Exercise requirements - Please present the records below as a numbered list with blank lines left out, from the line with "Can you find the blue jersey with" up to and including the line with "[[226, 233]]", and leave the pictures out.
═════ Data for this exercise ═════
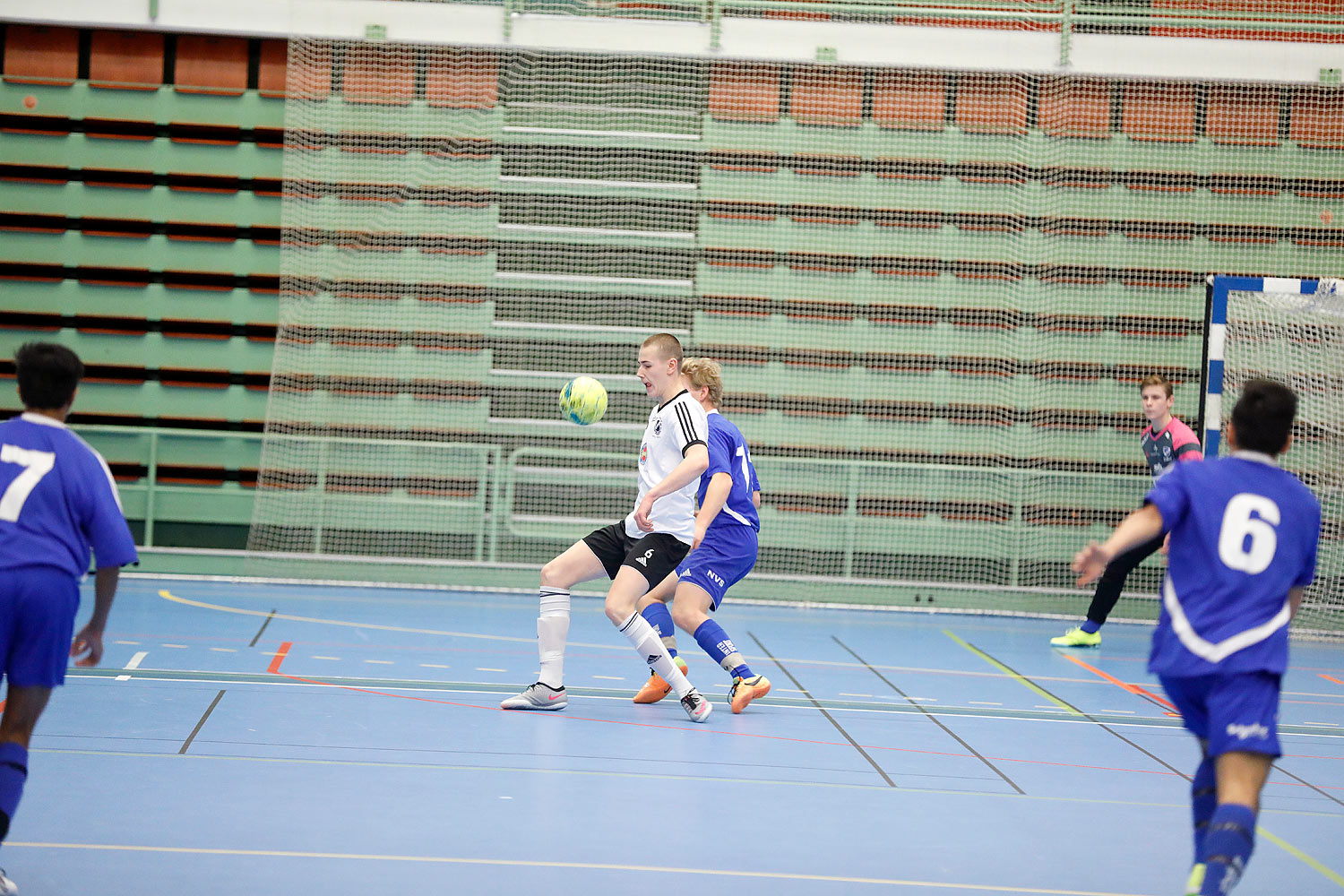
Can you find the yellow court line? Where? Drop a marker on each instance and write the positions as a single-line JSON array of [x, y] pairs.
[[167, 595], [523, 863], [1027, 683], [1298, 855]]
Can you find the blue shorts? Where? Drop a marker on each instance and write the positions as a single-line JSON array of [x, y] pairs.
[[723, 557], [1234, 712], [38, 608]]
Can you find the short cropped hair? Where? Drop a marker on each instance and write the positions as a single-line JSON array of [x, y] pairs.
[[47, 375], [704, 373], [1263, 417], [667, 346], [1156, 379]]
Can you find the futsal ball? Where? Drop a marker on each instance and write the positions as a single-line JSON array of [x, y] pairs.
[[583, 401]]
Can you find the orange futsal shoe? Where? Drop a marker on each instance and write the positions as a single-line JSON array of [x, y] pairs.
[[656, 688], [747, 689]]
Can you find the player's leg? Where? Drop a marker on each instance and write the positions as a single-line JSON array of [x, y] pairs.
[[1109, 587], [691, 611], [22, 710], [653, 607], [1244, 742], [578, 563], [648, 563]]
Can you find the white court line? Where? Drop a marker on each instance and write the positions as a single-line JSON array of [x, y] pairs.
[[524, 863]]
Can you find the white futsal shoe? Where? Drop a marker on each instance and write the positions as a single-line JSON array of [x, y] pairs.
[[696, 705], [538, 696]]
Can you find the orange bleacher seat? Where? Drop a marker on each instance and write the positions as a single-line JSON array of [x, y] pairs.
[[210, 65], [1159, 110], [909, 101], [992, 104], [745, 91], [1075, 107], [1242, 115], [40, 56], [1317, 117], [126, 59], [461, 78], [271, 69], [375, 74], [827, 97]]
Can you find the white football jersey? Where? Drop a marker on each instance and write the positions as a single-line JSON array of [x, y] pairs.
[[672, 429]]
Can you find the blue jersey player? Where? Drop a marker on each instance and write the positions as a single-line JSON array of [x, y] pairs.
[[1244, 538], [56, 500], [723, 551]]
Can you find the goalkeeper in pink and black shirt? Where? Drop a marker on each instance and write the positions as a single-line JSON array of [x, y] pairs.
[[1166, 443]]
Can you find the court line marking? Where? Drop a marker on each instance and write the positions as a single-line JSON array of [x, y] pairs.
[[280, 657], [1116, 681], [827, 715], [288, 616], [1298, 855], [524, 863], [932, 718], [1089, 801], [1011, 673]]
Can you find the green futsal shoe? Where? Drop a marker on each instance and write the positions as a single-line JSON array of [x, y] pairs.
[[1196, 880], [1075, 637]]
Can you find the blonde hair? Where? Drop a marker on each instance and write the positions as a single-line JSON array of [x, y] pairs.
[[667, 346], [1156, 379], [704, 373]]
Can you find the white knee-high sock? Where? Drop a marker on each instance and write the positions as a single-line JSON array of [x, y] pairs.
[[650, 646], [553, 627]]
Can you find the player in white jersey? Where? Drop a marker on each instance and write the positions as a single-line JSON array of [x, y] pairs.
[[723, 551], [640, 551]]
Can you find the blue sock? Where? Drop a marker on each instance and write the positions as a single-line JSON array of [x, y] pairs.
[[1203, 801], [13, 771], [658, 616], [715, 641], [1228, 848]]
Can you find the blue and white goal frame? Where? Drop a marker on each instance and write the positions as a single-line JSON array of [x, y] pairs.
[[1215, 341]]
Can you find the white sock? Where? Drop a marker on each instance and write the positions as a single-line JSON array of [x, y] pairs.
[[553, 627], [650, 646]]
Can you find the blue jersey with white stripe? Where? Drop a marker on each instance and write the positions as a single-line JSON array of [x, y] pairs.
[[1242, 533], [56, 500], [728, 454]]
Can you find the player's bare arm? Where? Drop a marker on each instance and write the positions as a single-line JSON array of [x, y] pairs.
[[695, 462], [1139, 527]]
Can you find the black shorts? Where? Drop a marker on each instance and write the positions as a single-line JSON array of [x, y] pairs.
[[653, 556]]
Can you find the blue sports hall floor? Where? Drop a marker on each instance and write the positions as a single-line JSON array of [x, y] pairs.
[[257, 737]]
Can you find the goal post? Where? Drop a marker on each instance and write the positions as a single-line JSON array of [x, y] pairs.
[[1290, 331]]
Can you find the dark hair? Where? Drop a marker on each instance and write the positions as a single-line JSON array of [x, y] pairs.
[[47, 375], [1263, 417]]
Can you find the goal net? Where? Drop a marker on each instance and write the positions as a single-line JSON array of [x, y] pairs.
[[1290, 331], [933, 293]]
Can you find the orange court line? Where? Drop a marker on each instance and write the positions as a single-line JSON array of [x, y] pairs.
[[280, 657], [1121, 684]]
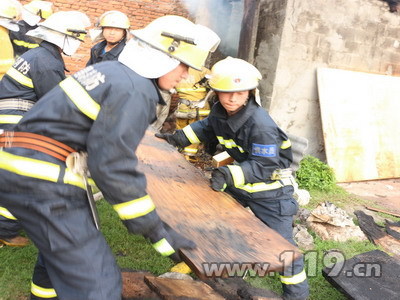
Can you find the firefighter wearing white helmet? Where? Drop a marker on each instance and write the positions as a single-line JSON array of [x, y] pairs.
[[103, 110], [32, 14], [113, 33], [31, 76], [259, 178], [10, 11]]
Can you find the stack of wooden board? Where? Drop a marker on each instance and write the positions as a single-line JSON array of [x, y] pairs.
[[226, 233]]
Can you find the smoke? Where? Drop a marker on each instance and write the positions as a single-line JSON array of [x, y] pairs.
[[222, 16]]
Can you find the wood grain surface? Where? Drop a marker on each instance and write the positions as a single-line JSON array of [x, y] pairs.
[[361, 124], [223, 230]]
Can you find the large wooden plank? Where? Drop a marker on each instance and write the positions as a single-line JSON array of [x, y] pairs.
[[361, 124], [370, 275], [173, 289], [223, 230]]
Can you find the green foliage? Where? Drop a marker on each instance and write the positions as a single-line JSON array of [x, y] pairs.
[[313, 174]]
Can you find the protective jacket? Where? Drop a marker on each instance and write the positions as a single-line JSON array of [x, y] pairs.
[[6, 51], [98, 54], [256, 143], [31, 76], [21, 42], [95, 112]]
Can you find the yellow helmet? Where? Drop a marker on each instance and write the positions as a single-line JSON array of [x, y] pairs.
[[41, 8], [181, 39], [114, 18], [234, 75], [10, 9], [71, 23]]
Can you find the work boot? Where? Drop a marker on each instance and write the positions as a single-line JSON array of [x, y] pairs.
[[18, 241]]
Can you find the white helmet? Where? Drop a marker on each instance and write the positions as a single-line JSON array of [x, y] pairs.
[[10, 11], [234, 75], [112, 18], [66, 29], [159, 47], [36, 10]]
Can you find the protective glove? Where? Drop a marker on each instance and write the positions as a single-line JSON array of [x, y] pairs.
[[167, 241], [177, 139], [218, 181]]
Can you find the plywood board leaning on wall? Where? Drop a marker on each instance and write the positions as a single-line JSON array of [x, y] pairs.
[[223, 230], [361, 124]]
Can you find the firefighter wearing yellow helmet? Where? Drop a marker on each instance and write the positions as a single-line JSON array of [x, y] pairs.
[[260, 177], [103, 112], [10, 11], [32, 13], [114, 30]]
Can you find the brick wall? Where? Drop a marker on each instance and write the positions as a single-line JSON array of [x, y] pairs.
[[140, 13]]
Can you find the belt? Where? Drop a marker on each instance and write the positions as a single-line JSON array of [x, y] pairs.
[[36, 142], [16, 103]]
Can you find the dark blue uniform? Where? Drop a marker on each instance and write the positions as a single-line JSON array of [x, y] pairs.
[[32, 75], [20, 41], [98, 54], [259, 147], [103, 109]]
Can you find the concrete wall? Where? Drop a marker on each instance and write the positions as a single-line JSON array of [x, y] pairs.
[[296, 37], [140, 13]]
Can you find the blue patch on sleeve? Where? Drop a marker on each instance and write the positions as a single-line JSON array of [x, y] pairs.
[[264, 150]]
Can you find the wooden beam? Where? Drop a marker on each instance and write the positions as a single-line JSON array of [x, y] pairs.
[[172, 289], [224, 231], [382, 211], [370, 275], [376, 234]]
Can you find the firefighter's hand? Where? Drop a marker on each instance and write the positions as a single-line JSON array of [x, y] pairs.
[[169, 137], [178, 241], [177, 139], [167, 241], [218, 181]]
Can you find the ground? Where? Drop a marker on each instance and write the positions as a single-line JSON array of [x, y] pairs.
[[381, 193]]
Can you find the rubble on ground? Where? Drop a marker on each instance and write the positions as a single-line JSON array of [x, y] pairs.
[[332, 223]]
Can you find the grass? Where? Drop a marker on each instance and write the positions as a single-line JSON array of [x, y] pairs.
[[134, 252]]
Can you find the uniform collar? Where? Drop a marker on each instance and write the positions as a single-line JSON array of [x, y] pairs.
[[54, 50], [160, 98], [236, 121], [114, 50]]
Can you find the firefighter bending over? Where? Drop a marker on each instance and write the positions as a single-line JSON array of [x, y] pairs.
[[260, 178], [32, 75]]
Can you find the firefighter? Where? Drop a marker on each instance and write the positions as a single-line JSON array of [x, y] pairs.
[[10, 11], [96, 118], [113, 35], [32, 75], [192, 105], [260, 178], [32, 14]]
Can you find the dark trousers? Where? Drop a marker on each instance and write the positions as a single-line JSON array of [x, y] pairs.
[[9, 228], [74, 257]]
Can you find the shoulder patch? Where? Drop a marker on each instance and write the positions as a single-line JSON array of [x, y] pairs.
[[263, 150]]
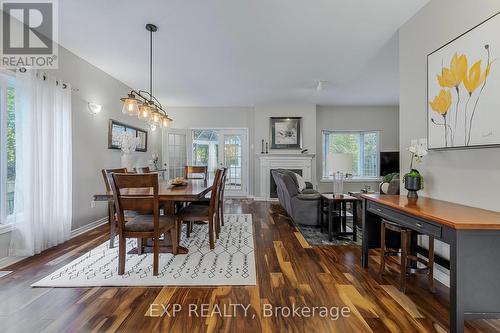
═════
Output of the exercise -
1. Can you find the blue jersey with white stripe? Where? Drop a marker on each instance and write the positions as a single-line JSON array of [x, y] pairs.
2. [[1242, 533], [56, 500], [728, 454]]
3. Can you find the player's bare arm? Where? Drop a marker on each instance and write the positions as a single-line JSON array of [x, y] pairs.
4. [[695, 462], [1139, 527]]
5. Can you find the black shorts? Where? Drop a marker on each instance and write the positions as a single-line JSON array of [x, y] pairs.
6. [[653, 556]]
7. Can you find the blue sports hall floor? Where? Drop a marker on each instance and write the positions as a single-line JSON array of [x, y] pairs.
8. [[257, 737]]
9. Can you find the goal post? Where? Drop a marker on each instance and write the positions as a single-line JSON array of [x, y] pairs.
10. [[1290, 331]]
11. Can you find the dark hair? Where? Drop a marker on each instance and write the positions as a single-line JSON array of [x, y] pairs.
12. [[47, 375], [1263, 417]]
13. Can you find the goal net? Where? Drop a marker on each instance and write the positions as a single-line JSON array of [x, y] pairs.
14. [[1290, 331], [933, 293]]
15. Can you find the orange court line? Where? Drop a marker on each instance and write the positions as a single-line JSON array of [x, y] pairs.
16. [[280, 657], [1121, 684]]
17. Can you find the firefighter wearing white helmet? Where? Drop a marker on each instance and write the positions as a single-line JSON array of [x, y] pairs.
18. [[103, 110], [32, 14], [113, 33], [31, 76], [259, 178], [10, 11]]
19. Can you find the stack of wooden board? Where? Drop a marker on each instance and write the positions as a single-line JSON array of [x, y] pairs.
20. [[226, 233]]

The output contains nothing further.